— Reading text —
- Duration: March 26 – December 23, 1989
- Teams: 7 + 3
- TV partner: PTV
- Season MVP: Peter Jao
- Invitational Cup champions: Magnolia Ice Cream
- Invitational Cup runners-up: Sta. Lucia Realtors
- Freedom Cup champions: Swift Squeeze Juice Drinks
- Freedom Cup runners-up: Sta.Lucia Realtors
- Maharlika Cup champions: Magnolia Ice Cream
- Maharlika Cup runners-up: Sta. Lucia Realtors

Seasons
- ← 19881990 →

= 1989 Philippine Amateur Basketball League season =

The 1989 PABL season is the 7th season of the Philippine Amateur Basketball League (PABL).

==Invitational Cup==
The first conference opens on March 26. The participating teams were defending champion Swift Squeeze Juice Drinks, National seniors champion Magnolia Ice Cream, Sta.Lucia Realtors, Philips Sardines, Agfa Color Films, Burger City and the storied Crispa Redmanizers, who were making a comeback from the basketball scene after a five-year absence.

Three teams played as guest squads; El Rancho Meat Loaf of Cebu, composed of a selection from the Visayas, Asia Overseas Transport and Dansei Groom Shop.

— Provided material —
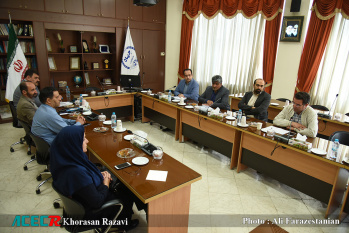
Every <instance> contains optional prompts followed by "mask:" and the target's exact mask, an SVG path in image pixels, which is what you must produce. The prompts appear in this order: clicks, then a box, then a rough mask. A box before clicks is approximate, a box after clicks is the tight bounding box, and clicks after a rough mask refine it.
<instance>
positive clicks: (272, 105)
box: [229, 94, 349, 137]
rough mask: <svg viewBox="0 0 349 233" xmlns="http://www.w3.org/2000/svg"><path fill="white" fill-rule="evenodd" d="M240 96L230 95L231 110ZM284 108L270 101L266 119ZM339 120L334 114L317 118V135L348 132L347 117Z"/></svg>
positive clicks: (284, 105) (337, 114)
mask: <svg viewBox="0 0 349 233" xmlns="http://www.w3.org/2000/svg"><path fill="white" fill-rule="evenodd" d="M242 96H243V95H242V94H232V95H230V96H229V98H230V108H231V110H239V107H238V104H239V102H240V100H241V99H242ZM284 106H285V102H282V101H279V100H274V99H272V100H271V101H270V105H269V107H268V119H269V120H271V121H272V120H274V118H275V117H276V116H277V115H278V114H279V113H280V112H281V111H282V109H283V108H284ZM337 115H338V116H339V118H336V116H335V114H333V115H332V116H331V118H330V119H327V118H323V117H318V122H319V123H318V126H319V130H318V134H319V135H324V136H327V137H329V136H331V134H332V133H334V132H336V131H349V117H348V116H346V115H344V114H337Z"/></svg>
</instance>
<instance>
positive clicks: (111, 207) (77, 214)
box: [52, 184, 123, 232]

— Task instructions —
a) According to the article on the 1989 PABL season, how long had the Crispa Redmanizers been away from the basketball scene before their comeback?
b) Pick up the article on the 1989 Philippine Amateur Basketball League season after its final sentence and keep writing it.

— Answers for the exercise —
a) Five years.

b)
|  | Qualified for semifinals |

| Team Standings | Win | Loss | PCT |
|---|---|---|---|
| Magnolia Ice Cream | 9 | 0 | 1.000 |
| Swift Squeeze | 6 | 3 | .667 |
| Crispa Redmanizers | 6 | 3 | .667 |
| Philips Sardines | 5 | 4 | .555 |
| Burger City | 5 | 4 | .555 |
| Sta.Lucia Realtors | 4 | 5 | .444 |
| Asia Overseas Transport | 4 | 5 | .444 |
| Agfa Color Films | 3 | 6 | .333 |
| El Rancho | 2 | 7 | .222 |
| Dansei Groom Shop | 1 | 8 | .111 |

Magnolia swept the eliminations with a perfect 9-0 won-loss card, followed by Crispa and Swift Squeeze with six wins and three losses, Burger City and Philips with five wins and four losses, and Sta.Lucia and Asia Overseas Transport at four wins and five losses. Seven teams enter the semifinal round and were joined by the seeded Tera Electronics of Taipei, the lone foreign squad.

The Sta.Lucia Realtors surprisingly advances first in the best-of-three finals series. Magnolia Ice Cream Makers struggled early in the semifinals and had to beat Crispa Redmanizers in the sudden-death playoff that decoded the second finalist. Magnolia completed a two-game sweep over Sta.Lucia to win their fourth PABL title. Crispa finished a strong third place via similar two-game sweep over Burger City in their inaugural PABL conference.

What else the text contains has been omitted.